> [TASK STATEMENT]:
Copy the listing below line for line, keeping every word and number unchanged. Leave the pictures out of your copy.

> [EXTRACTED MATERIAL]:
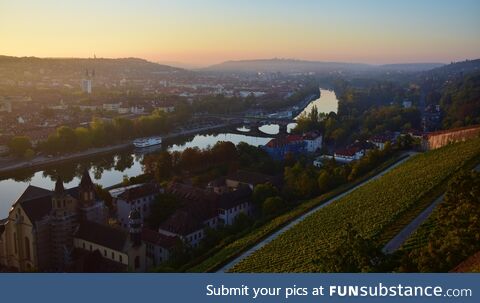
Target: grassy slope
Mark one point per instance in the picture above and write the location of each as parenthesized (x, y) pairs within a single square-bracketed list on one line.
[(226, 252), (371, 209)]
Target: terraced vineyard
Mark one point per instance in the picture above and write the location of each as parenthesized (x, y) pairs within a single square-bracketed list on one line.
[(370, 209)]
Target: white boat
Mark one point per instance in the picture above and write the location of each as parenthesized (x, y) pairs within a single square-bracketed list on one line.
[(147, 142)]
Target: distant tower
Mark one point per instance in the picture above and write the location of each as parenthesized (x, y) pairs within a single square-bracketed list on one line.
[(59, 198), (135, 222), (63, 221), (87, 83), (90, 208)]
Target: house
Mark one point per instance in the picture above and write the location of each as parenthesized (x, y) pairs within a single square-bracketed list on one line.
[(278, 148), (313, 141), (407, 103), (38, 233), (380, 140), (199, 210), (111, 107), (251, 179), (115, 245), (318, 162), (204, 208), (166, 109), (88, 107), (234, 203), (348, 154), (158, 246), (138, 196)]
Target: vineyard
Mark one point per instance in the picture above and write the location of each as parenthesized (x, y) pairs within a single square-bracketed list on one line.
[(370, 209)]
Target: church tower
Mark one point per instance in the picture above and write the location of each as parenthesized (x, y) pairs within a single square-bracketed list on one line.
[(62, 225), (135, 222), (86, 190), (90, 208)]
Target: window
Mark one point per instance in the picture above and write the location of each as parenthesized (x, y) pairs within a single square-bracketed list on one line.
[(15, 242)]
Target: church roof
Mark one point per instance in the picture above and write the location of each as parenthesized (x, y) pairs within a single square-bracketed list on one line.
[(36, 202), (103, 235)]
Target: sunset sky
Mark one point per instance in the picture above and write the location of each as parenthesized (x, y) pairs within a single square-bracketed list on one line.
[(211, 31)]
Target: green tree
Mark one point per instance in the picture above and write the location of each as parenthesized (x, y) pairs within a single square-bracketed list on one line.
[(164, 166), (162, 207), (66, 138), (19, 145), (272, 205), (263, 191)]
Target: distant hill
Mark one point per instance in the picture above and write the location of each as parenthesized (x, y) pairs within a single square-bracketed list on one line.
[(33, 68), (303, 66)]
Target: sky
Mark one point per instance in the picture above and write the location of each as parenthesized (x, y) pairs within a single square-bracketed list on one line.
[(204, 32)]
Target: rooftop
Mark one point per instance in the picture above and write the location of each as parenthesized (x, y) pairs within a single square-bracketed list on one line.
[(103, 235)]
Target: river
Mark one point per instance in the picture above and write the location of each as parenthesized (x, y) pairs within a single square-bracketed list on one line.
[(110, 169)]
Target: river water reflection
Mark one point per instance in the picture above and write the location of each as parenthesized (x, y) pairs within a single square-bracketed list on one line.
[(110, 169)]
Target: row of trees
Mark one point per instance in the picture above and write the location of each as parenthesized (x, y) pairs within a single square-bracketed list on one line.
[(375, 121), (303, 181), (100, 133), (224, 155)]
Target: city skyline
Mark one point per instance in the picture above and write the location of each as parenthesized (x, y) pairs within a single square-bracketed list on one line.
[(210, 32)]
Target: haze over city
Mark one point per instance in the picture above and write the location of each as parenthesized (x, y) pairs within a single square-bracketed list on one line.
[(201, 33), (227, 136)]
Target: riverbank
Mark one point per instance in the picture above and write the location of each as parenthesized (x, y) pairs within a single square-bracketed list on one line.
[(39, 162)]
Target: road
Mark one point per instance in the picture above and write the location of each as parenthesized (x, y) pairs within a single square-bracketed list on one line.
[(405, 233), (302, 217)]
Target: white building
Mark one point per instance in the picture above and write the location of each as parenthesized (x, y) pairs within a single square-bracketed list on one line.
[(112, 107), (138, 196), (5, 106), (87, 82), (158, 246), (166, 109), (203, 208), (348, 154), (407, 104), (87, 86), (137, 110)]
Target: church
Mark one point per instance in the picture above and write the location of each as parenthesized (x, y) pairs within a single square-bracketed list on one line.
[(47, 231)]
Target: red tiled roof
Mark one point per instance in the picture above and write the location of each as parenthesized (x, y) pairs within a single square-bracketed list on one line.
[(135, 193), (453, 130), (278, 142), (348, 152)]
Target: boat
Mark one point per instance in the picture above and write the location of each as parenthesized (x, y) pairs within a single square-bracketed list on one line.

> [EXERCISE RESULT]:
Target: grassy slope
Mark one point per instance in the picture above and write the location of each as parenthesized (x, y) pairs within a single square-bracketed list on one line.
[(226, 252), (371, 209)]
Target: terraced vineyard
Mark one point per instance in the picture above and write the location of each as parenthesized (x, y) pairs within a single square-bracketed list on one line.
[(370, 209)]
Target: white boat
Mark one point per instance in the picture above and write the location of each as parenthesized (x, y) pairs within a single square-bracketed list on one line.
[(147, 142)]
Target: distant tower
Mark one point per instance in the picture above and write the location of each as parenthesized (x, y) pairs within a single square-bracketed list on one line.
[(59, 198), (135, 222), (63, 221), (87, 83), (90, 208)]
Target: house
Mark one point per instance in the picture above and write the location of each as parenthesized (x, y) pairs within a single square-bracketed list on one line.
[(278, 148), (313, 141), (407, 103), (38, 233), (380, 140), (199, 210), (111, 107), (251, 179), (115, 245), (318, 162), (204, 208), (166, 109), (88, 107), (234, 203), (348, 154), (158, 246), (138, 196)]
Target: vineyard
Mark one point per instance in the picture above and write the location of each as parenthesized (x, y) pairs within a single square-bracketed list on one line.
[(370, 209)]
Target: church tower
Mark one point per instance in the picture above and write the location of each as parenthesized (x, y) pairs within a single square-bracketed list on one line.
[(62, 225), (135, 222), (86, 190), (90, 208)]
Target: window
Mark one point per instance in the picture above and write the location of each as parenthesized (x, y) pairs within a single square-bracketed list on one line.
[(15, 242)]
Target: church roof
Mark one point per instance in the picture above and write the location of each as parenthesized (x, y) pairs within a single square-bracketed list on one line.
[(36, 202), (103, 235)]
Target: sunset sky
Mark one point per instance in the picture above and write the location of each as parenthesized (x, y) pairs within a single square-bracketed list on one line.
[(211, 31)]
Target: green tree
Mark one point per instance in the picture above and write the location of each as parenthesized (x, y) pairs within a single square-bracketed list on one line.
[(164, 166), (162, 207), (66, 138), (19, 145), (272, 205), (263, 191)]
Target: distant hill
Mark one point per instance in the picture above and write the location of each as parenthesized (x, y) pairs within a single square-bracketed list on one line.
[(33, 68), (303, 66)]
Target: sky
Mark one point per instance in the picture above and write the location of each as parenthesized (x, y) pairs within a single square-bracketed list on one line.
[(204, 32)]
Target: rooftop
Mark one point per instance in the picture above and write the location of each as parenthesized (x, y) pairs within a single square-bracketed list on one line.
[(103, 235)]
Target: river
Mark one point per instance in the picture above and write the location of each as parenthesized (x, y) pairs within a single square-bracketed list on one line.
[(110, 169)]
Target: river water reflection
Mark one point per instance in the picture above and write the location of each as parenthesized (x, y) pairs within a single square-bracketed list on one line.
[(110, 169)]
Target: row of trees
Mark one point per instance in the picture above and write the location of each as parenthesized (x, y) pairs within a single square-bracketed list on one line.
[(375, 121), (303, 181), (100, 133), (224, 155)]
Target: city skyline
Mark one point per instance in the picture above and write the location of each as parenthesized (x, y) pairs within a single square-bracketed list on one line.
[(210, 32)]
Target: haze over city
Mark one point per instance in the picture above and write the location of each as parenthesized (x, y) pairs within a single square-bracketed list on one line.
[(201, 33), (227, 136)]
Target: riverbank
Mark one point per instance in the picture above and write the location of each as parenthesized (x, y) pairs within a single square-bracketed list on one line.
[(39, 162)]
Target: road
Mark one point per instance in the picture above and write the location of each as parenthesized (x, y) pairs within a single square-bracketed list on one line.
[(405, 233), (302, 217)]
Target: white building
Mark one point per instance in the picture above and write the location of each as parenthesized (x, y) pairs within a single square-bracketed list on one line.
[(112, 107), (138, 196), (5, 106), (87, 82), (158, 246), (166, 109), (203, 208), (348, 154), (407, 104), (87, 86), (137, 110)]
Target: church
Mark one point per instance in the picture above and write the location of each as parenthesized (x, y) pairs within a single square-bracketed list on one line.
[(47, 231)]
Target: red tiled roof
Mark one point per instance in the picture above and write the location of each as parenthesized (x, y) pairs within a single square-bracketed list on one line.
[(135, 193), (453, 130), (278, 142), (348, 152)]
Target: boat
Mark one point per instance in the picture above and write the location of each as parenthesized (x, y) pairs within a single square-bracketed list on one line.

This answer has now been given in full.